Top of EXCERPT PROVIDED
Wife of Guru Hargobind

Mata Nanaki (1598–1678), alternatively spelt as Mata Nanki or with the prefix Bibi/Bebe, was the wife of the sixth Sikh guru, Guru Hargobind and the mother of Guru Tegh Bahadur, the ninth Sikh guru.

== Biography ==
Mata Nanki was the daughter of Hari Chand and Hardei, a Khatri couple of the village of Bakala in present-day Amritsar district. She was born in Amritsar and married to Guru Hargobind in April 1613. Some narrations of the tale of Makhan Shah Labana state that he met Mata Nanaki when searching for the successor of Guru Har Krishan at Baba Bakala. After her son was bestowed the guruship, the family moved to the Shivalik foothills where a locality was founded by her son, named Chakk Nanaki after his mother (now known as Anandpur). She accompanied her son through his journey through the Malwa region and what is now Uttar Pradesh to visit old congregations of Sikhs. She witnessed the severed head of her martyred son, Guru Tegh Bahadur, and accepted it as the will of God and was consoled by Guru Gobind Singh. She continued to serve the community till her death in 1678.

== Children ==
Mata Nanaki gave birth to Ani Rai (b. 1618), Atal Rai (b. 1619), and Guru Tegh Bahadur (b. 1621).
Bottom of EXCERPT PROVIDED
Top of DATA FOR REVIEW
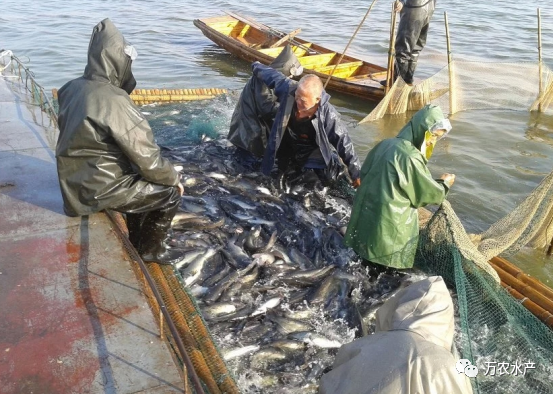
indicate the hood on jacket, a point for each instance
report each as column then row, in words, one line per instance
column 107, row 57
column 287, row 63
column 422, row 121
column 425, row 307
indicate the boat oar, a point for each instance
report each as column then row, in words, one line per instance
column 349, row 42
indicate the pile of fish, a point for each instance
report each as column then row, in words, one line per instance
column 267, row 265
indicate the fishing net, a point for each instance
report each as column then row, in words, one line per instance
column 468, row 85
column 510, row 346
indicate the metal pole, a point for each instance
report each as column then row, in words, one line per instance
column 540, row 57
column 451, row 88
column 349, row 42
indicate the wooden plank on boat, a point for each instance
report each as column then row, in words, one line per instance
column 262, row 43
column 292, row 34
column 150, row 96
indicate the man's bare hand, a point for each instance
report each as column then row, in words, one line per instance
column 448, row 179
column 398, row 6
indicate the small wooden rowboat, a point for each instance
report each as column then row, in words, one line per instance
column 250, row 40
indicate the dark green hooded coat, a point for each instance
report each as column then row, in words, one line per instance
column 105, row 152
column 383, row 226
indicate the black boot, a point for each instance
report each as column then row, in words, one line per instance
column 134, row 224
column 154, row 231
column 401, row 70
column 409, row 78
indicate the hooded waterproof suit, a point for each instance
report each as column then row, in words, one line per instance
column 106, row 155
column 410, row 352
column 331, row 135
column 415, row 17
column 257, row 106
column 395, row 181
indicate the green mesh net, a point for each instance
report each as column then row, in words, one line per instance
column 510, row 346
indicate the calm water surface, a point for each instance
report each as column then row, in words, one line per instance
column 498, row 156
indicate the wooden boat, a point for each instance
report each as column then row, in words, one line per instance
column 244, row 37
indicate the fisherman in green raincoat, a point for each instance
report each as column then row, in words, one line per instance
column 395, row 181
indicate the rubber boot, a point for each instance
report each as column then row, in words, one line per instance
column 409, row 79
column 134, row 222
column 401, row 70
column 152, row 241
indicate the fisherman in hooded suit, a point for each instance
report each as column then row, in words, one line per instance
column 106, row 154
column 384, row 223
column 253, row 116
column 307, row 136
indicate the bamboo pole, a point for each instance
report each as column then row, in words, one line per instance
column 522, row 276
column 540, row 313
column 349, row 42
column 525, row 289
column 453, row 108
column 390, row 62
column 540, row 56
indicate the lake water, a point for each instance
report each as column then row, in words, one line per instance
column 498, row 156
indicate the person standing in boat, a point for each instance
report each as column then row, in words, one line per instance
Bottom of DATA FOR REVIEW
◆ PROBLEM:
Can you output the entire passage on Mata Nanaki, word for word?

◆ SOLUTION TO THE EXERCISE:
Wife of Guru Hargobind

Mata Nanaki (1598–1678), alternatively spelt as Mata Nanki or with the prefix Bibi/Bebe, was the wife of the sixth Sikh guru, Guru Hargobind and the mother of Guru Tegh Bahadur, the ninth Sikh guru.

== Biography ==
Mata Nanki was the daughter of Hari Chand and Hardei, a Khatri couple of the village of Bakala in present-day Amritsar district. She was born in Amritsar and married to Guru Hargobind in April 1613. Some narrations of the tale of Makhan Shah Labana state that he met Mata Nanaki when searching for the successor of Guru Har Krishan at Baba Bakala. After her son was bestowed the guruship, the family moved to the Shivalik foothills where a locality was founded by her son, named Chakk Nanaki after his mother (now known as Anandpur). She accompanied her son through his journey through the Malwa region and what is now Uttar Pradesh to visit old congregations of Sikhs. She witnessed the severed head of her martyred son, Guru Tegh Bahadur, and accepted it as the will of God and was consoled by Guru Gobind Singh. She continued to serve the community till her death in 1678.

== Children ==
Mata Nanaki gave birth to Ani Rai (b. 1618), Atal Rai (b. 1619), and Guru Tegh Bahadur (b. 1621).